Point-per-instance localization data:
○ ○ ○ ○ ○ ○ ○

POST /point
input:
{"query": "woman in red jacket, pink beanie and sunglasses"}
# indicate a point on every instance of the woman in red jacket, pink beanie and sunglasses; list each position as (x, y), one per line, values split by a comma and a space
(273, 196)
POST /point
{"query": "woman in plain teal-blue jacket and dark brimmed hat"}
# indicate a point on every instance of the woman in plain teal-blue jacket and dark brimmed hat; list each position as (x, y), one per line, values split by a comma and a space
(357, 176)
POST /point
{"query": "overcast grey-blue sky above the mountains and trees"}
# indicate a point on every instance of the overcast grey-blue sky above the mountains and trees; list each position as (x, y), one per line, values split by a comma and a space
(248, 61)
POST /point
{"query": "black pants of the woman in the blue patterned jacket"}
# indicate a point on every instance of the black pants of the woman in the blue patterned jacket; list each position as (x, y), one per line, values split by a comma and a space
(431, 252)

○ ○ ○ ○ ○ ○ ○

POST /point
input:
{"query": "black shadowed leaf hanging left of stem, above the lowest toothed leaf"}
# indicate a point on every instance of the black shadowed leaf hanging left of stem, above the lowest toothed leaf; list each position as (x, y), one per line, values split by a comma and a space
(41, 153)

○ ○ ○ ○ ○ ○ ○

Assigned task: Filter the entries down to the lines that hold "query". Copy those lines.

Result for this task:
{"query": "woman in red jacket, pink beanie and sunglasses"}
{"query": "woman in plain teal-blue jacket and dark brimmed hat"}
{"query": "overcast grey-blue sky above the mountains and trees"}
{"query": "black pants of the woman in the blue patterned jacket"}
{"query": "black shadowed leaf hanging left of stem, above the lowest toothed leaf"}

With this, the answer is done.